## SHORT TASK
The records should be written out in full, with nothing altered.

#####

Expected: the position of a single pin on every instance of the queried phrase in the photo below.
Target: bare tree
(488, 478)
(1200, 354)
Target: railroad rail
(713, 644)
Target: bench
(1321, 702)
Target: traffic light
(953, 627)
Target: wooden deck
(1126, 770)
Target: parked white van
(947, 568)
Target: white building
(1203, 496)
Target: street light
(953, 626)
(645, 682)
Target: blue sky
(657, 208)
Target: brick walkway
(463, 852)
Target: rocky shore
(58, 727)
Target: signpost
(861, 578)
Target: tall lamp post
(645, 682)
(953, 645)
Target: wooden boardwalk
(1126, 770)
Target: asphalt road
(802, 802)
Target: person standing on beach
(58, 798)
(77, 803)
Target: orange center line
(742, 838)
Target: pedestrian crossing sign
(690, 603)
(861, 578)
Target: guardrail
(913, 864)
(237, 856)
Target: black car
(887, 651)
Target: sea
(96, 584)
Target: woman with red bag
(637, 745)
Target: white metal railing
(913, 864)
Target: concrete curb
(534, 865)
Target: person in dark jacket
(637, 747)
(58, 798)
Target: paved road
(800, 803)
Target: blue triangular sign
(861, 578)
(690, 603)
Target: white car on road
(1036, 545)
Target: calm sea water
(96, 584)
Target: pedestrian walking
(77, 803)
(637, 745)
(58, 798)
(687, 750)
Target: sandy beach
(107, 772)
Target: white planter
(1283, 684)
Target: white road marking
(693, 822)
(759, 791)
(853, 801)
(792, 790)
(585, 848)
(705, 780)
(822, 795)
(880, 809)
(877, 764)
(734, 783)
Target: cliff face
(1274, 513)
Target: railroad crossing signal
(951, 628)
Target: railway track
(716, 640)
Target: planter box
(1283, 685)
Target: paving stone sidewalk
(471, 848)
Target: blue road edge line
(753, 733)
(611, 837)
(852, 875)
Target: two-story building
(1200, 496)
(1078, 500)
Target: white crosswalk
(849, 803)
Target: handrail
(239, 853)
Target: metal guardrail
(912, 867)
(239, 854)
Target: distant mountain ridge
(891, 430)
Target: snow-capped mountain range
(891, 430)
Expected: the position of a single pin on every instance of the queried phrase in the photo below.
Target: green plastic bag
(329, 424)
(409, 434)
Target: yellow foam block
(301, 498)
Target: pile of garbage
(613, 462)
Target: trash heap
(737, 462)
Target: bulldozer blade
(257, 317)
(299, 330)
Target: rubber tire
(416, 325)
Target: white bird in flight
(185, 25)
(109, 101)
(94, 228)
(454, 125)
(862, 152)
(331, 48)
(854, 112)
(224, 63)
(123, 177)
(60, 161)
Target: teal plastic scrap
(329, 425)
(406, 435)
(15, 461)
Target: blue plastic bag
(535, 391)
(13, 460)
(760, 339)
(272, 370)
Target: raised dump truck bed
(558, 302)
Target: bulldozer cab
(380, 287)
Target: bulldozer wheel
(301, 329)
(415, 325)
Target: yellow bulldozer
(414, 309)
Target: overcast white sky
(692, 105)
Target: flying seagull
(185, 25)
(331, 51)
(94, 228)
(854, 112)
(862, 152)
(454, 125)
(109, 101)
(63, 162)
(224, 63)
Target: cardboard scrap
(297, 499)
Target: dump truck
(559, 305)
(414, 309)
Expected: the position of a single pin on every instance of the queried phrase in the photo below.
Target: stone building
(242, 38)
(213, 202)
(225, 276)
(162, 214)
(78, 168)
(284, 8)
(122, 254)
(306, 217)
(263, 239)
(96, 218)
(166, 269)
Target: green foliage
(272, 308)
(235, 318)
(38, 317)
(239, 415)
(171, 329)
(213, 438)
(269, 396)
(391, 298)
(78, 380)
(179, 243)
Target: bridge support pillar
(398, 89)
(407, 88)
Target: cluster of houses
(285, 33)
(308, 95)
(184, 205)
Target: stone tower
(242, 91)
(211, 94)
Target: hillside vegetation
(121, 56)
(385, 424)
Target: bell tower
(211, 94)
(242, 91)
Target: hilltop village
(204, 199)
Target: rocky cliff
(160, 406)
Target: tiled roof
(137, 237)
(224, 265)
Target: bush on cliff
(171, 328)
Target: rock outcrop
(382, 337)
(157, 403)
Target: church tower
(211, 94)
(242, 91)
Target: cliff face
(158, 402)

#####

## TASK RESPONSE
Expected: the position of a single pin on every instance of the queried phrase in the photo below.
Target: bare tree
(488, 478)
(1200, 354)
Target: railroad rail
(713, 644)
Target: bench
(1321, 702)
Target: traffic light
(953, 627)
Target: wooden deck
(1126, 770)
Target: parked white van
(947, 568)
Target: white building
(1203, 496)
Target: street light
(953, 626)
(645, 682)
Target: blue sky
(657, 208)
Target: brick walkway
(463, 852)
Target: rocky shore
(58, 727)
Target: signpost
(861, 578)
Target: tall lamp post
(645, 682)
(953, 645)
Target: wooden boardwalk
(1126, 770)
Target: asphalt road
(802, 802)
Target: person standing on beach
(58, 798)
(77, 803)
Target: orange center line
(742, 838)
Target: pedestrian crossing sign
(690, 603)
(861, 578)
Target: guardrail
(913, 864)
(237, 856)
Target: black car
(887, 651)
Target: sea
(96, 584)
Target: woman with red bag
(637, 745)
Target: white metal railing
(913, 864)
Target: concrete curb
(534, 865)
Target: person in dark jacket
(637, 747)
(58, 798)
Target: paved road
(800, 803)
Target: blue triangular sign
(861, 578)
(690, 603)
Target: white car on road
(1036, 545)
Target: calm sea water
(96, 584)
Target: pedestrian walking
(77, 803)
(637, 745)
(58, 798)
(687, 750)
Target: sandy beach
(107, 772)
Target: white planter
(1283, 684)
Target: white road marking
(693, 822)
(759, 791)
(853, 801)
(792, 790)
(585, 848)
(705, 780)
(822, 795)
(880, 809)
(877, 764)
(734, 783)
Target: cliff face
(1274, 513)
Target: railroad crossing signal
(951, 628)
Target: railway track
(716, 640)
Target: planter box
(1283, 685)
Target: paving stone sidewalk
(471, 848)
Target: blue road edge line
(753, 733)
(611, 837)
(852, 875)
Target: two-story building
(1200, 496)
(1078, 500)
Target: white crosswalk
(849, 803)
Target: handrail
(239, 853)
Target: metal guardrail
(912, 867)
(239, 854)
Target: distant mountain ridge
(891, 430)
Target: snow-capped mountain range
(891, 430)
Expected: the position of a single pin on every instance of the queried phrase in the photo below.
Target: green plastic bag
(329, 424)
(409, 434)
Target: yellow foam block
(301, 498)
Target: pile of garbage
(613, 462)
Target: trash heap
(737, 462)
Target: bulldozer blade
(257, 317)
(299, 330)
Target: rubber tire
(416, 325)
Target: white bird in flight
(185, 25)
(109, 101)
(94, 228)
(454, 125)
(862, 152)
(331, 48)
(854, 112)
(224, 63)
(123, 177)
(60, 161)
Target: teal plastic scrap
(329, 425)
(406, 435)
(15, 461)
Target: blue plastic bag
(535, 391)
(13, 460)
(760, 339)
(272, 370)
Target: raised dump truck bed
(558, 302)
Target: bulldozer cab
(380, 287)
Target: bulldozer wheel
(301, 329)
(415, 325)
Target: yellow bulldozer
(414, 309)
Target: overcast white sky
(692, 105)
Target: flying seagull
(185, 25)
(331, 51)
(94, 228)
(854, 112)
(862, 152)
(454, 125)
(109, 101)
(63, 162)
(224, 63)
Target: cardboard scrap
(297, 499)
Target: dump truck
(559, 305)
(414, 309)
Expected: the position of a single pin on every instance of the queried phrase in the photo below.
Target: stone building
(242, 38)
(213, 202)
(225, 276)
(162, 214)
(78, 168)
(284, 8)
(122, 254)
(306, 217)
(263, 239)
(96, 218)
(166, 269)
Target: green foliage
(272, 308)
(235, 318)
(38, 317)
(239, 415)
(171, 329)
(213, 438)
(269, 396)
(391, 298)
(78, 380)
(179, 243)
Target: bridge support pillar
(398, 89)
(407, 88)
Target: cluster of houses
(285, 33)
(308, 95)
(184, 205)
Target: stone tower
(242, 91)
(211, 94)
Target: hillside vegetation
(121, 56)
(385, 424)
Target: bell tower
(211, 94)
(242, 91)
Target: hilltop village
(204, 199)
Target: rocky cliff
(160, 406)
Target: tiled roof
(137, 237)
(224, 265)
Target: bush on cliff
(171, 328)
Target: rock outcrop
(382, 337)
(157, 403)
Target: church tower
(211, 94)
(242, 91)
Target: cliff face
(158, 402)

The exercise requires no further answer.